GIVEN DATA →
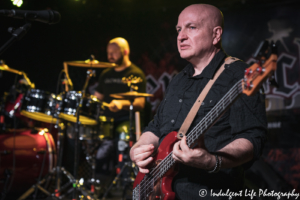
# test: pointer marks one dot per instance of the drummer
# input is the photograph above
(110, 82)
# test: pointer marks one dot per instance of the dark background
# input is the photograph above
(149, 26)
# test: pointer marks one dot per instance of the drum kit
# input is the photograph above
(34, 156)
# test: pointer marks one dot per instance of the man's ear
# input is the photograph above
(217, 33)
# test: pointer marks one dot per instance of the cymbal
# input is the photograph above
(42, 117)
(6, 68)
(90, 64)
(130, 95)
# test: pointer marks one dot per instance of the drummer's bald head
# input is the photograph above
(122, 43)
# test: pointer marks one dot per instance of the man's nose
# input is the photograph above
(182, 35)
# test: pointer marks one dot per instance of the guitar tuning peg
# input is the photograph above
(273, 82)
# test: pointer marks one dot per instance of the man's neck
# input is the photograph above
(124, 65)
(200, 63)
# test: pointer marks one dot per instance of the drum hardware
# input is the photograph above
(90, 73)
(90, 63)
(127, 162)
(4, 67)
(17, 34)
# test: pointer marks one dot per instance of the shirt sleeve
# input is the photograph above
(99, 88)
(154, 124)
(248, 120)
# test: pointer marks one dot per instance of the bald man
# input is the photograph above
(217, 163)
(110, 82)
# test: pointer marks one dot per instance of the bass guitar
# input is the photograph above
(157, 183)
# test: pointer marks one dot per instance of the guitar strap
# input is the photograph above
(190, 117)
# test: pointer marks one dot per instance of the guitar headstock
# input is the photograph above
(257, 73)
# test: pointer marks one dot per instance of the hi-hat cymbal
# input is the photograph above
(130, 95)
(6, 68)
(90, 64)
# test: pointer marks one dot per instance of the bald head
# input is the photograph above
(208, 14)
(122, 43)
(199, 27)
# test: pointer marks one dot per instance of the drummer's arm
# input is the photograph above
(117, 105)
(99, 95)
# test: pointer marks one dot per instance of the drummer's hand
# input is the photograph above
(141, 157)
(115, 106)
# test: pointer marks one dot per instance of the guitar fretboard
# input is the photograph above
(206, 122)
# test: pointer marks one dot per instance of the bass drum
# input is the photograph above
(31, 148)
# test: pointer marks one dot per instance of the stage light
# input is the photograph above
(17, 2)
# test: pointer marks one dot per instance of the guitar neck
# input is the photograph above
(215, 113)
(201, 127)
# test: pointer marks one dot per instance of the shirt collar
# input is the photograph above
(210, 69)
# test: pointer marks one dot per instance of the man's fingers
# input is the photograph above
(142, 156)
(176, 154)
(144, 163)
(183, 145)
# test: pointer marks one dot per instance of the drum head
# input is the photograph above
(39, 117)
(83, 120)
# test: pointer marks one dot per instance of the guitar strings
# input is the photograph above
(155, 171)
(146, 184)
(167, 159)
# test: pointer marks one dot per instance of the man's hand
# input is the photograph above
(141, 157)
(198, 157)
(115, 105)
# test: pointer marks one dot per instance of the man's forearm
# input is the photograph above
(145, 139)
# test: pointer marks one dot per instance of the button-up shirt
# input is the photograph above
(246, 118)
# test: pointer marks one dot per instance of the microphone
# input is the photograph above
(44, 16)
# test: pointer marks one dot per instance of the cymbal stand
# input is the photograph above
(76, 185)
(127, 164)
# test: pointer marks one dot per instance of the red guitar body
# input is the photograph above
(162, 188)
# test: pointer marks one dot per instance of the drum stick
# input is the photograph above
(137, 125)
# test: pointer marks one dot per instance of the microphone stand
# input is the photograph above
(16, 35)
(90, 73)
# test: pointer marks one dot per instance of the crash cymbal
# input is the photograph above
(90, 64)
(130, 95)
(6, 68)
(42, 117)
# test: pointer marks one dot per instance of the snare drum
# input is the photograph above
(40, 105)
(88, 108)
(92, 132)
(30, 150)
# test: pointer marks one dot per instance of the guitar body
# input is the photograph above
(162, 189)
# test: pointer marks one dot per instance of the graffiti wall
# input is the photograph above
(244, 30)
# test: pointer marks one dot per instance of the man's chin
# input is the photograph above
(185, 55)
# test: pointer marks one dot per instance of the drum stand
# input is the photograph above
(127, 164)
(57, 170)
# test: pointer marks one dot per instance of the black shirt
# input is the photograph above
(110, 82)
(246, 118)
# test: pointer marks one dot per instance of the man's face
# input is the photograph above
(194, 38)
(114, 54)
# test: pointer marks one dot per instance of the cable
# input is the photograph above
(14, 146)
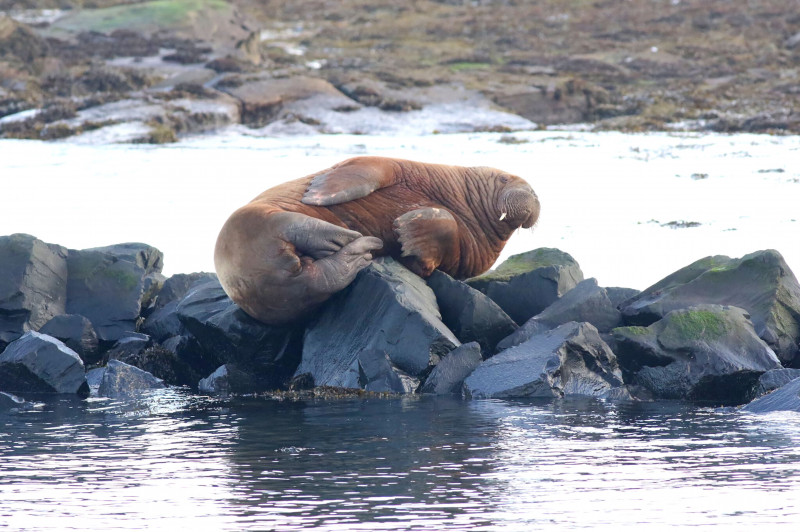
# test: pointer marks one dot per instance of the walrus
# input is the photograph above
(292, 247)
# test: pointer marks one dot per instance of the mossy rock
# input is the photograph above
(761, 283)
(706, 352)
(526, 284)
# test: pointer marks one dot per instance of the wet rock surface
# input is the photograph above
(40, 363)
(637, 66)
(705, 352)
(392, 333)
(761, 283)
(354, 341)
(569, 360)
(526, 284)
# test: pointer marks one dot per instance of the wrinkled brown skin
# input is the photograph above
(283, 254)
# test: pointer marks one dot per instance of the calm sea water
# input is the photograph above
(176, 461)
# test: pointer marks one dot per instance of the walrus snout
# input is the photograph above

YOUR GOAL →
Drop the images and repeat the data exactly.

COMPLETE OUTPUT →
# test: pointer marks one dot per instance of the drummer
# input is the photograph above
(110, 82)
# test: pointer marks one dot per instance of the dark background
# input is the photograph above
(149, 26)
# test: pointer marks one dot per instance of the drum kit
# input is the photograph above
(34, 156)
# test: pointer marks one dot per instance of the man's ear
# input is the photograph above
(217, 33)
# test: pointer marks one dot per instance of the cymbal
# input is the photograph above
(42, 117)
(6, 68)
(90, 64)
(130, 95)
# test: pointer marks one dot per instance of the drummer's bald head
# input is the photograph above
(122, 43)
# test: pointer marks one dot per instance of the man's nose
# input is the photograph above
(182, 35)
# test: pointer marks one dot per instance of the guitar tuning peg
# input is the photograph above
(273, 82)
# test: pointer marks one dot per instance of the man's neck
# input is the photograph above
(124, 65)
(200, 63)
# test: pointer marks one dot per instance of the drum hardware
# input is the photograph above
(90, 73)
(90, 63)
(127, 162)
(4, 67)
(17, 34)
# test: pointer marks one dot per instance of the shirt sleeve
# input is the photograph above
(99, 88)
(154, 124)
(248, 120)
# test: pointer marks one dot per instance of the bald man
# input is the photograph above
(217, 163)
(110, 82)
# test: pointer marks one dot per instance of the bass guitar
# input is the photograph above
(157, 183)
# test: pointer marks one dot per instance of the guitar strap
# input is the photograph above
(190, 117)
# test: pointer marks one dot per instance of the guitar headstock
# input is the photograph above
(257, 73)
# test: pointer marks one dot per instance of the hi-hat cymbal
# input is the photograph above
(130, 95)
(6, 68)
(90, 64)
# test: pointer marks one dot per instance of the bald head
# input is the photograph above
(208, 14)
(122, 43)
(199, 27)
# test: pointer marks one dot per instance of the drummer's arm
# input is the photograph above
(117, 105)
(99, 95)
# test: pointer marks one dot per instance of the drummer's hand
# input is the photograph above
(141, 157)
(115, 106)
# test: pointer marks one dot per instance of the guitar fretboard
# input is the photograph above
(206, 122)
# test: pointer marks one dot per instance of the bass drum
# input is the photograph above
(31, 148)
# test: pointer marks one dot per instance of the stage light
# input is the photograph above
(17, 2)
# test: pointer marks one dot per instance of the guitar neck
# input is the photograph above
(215, 113)
(201, 127)
# test: pointer marks one dot per instance of the shirt collar
# input is the photograph above
(210, 69)
# test: pointer marks one dot per instance of the man's fingers
# input is the photograph above
(142, 156)
(176, 154)
(144, 163)
(183, 145)
# test: pointer marks one dot per instance of the drum head
# input is the photograph above
(39, 117)
(83, 120)
# test: pointer marks one dot per instance of the guitar strings
# input is the photograph above
(155, 171)
(146, 184)
(167, 159)
# test: pointer marks one dot per instance of the man's hand
# input is the photograph above
(141, 157)
(198, 157)
(115, 105)
# test: pointer marks one dot per instance of the man's forearm
# input is the photograph above
(145, 139)
# test: pointer marks one dot per instance of the button-up shirt
# input is the photograph above
(246, 118)
# test: pointer marks one dot per instance of the microphone
# input is the photograph above
(44, 16)
# test: pointer marks one dot per instance of the cymbal stand
# input is the photograph above
(76, 185)
(127, 164)
# test: pointer marks one dot per instance of the red guitar body
# input is the photograph above
(162, 188)
# test: pointer marks one dot per instance of the drum stick
# input is the photograph above
(137, 125)
# test: pointer marks one dot per instance of the microphone stand
# input is the photograph above
(16, 35)
(90, 73)
# test: pointer marks one dot per instance of the crash cymbal
# input is the photograph above
(90, 64)
(130, 95)
(6, 68)
(42, 117)
# test: pointer marks one dot per instance of the snare drum
# input is the photograph above
(40, 105)
(88, 108)
(92, 132)
(30, 150)
# test: pointer marks one dot per instance of the guitar body
# input is the photograph above
(162, 189)
# test: pointer marks one dot per instance of the graffiti wall
# input is the photograph above
(244, 30)
# test: pointer marks one dot per instance of the man's chin
# input is the photograph above
(185, 55)
# test: pointer marks one dot per instance of the drum stand
# input is the photograph above
(127, 164)
(57, 170)
# test: pointer marks one dot per instance of the black shirt
# input is the photograph above
(110, 82)
(246, 118)
# test: pointer marks one dot per instance of the man's face
# input is the photograph above
(194, 38)
(114, 54)
# test: pointer marks one dot per instance of the cable
# input is the photograph above
(14, 146)
# test: pointer marks one dot per instance of the walrus
# input is the photograph above
(292, 247)
# test: pointer marks one dot per instance of the mossy rock
# input is the photograph above
(761, 283)
(706, 352)
(526, 284)
# test: pointer marks one dot per instance of the wet rock surface
# input is the photograph above
(40, 363)
(637, 66)
(705, 352)
(392, 333)
(761, 283)
(354, 341)
(569, 360)
(526, 284)
# test: pointer marks one dot per instance of the wrinkled brown skin
# input is the photograph above
(283, 254)
# test: pointer marks one dot per instance of the calm sea water
# input is the photograph above
(176, 461)
# test: pointer marks one dot per instance of the walrus snout
# input is the photograph above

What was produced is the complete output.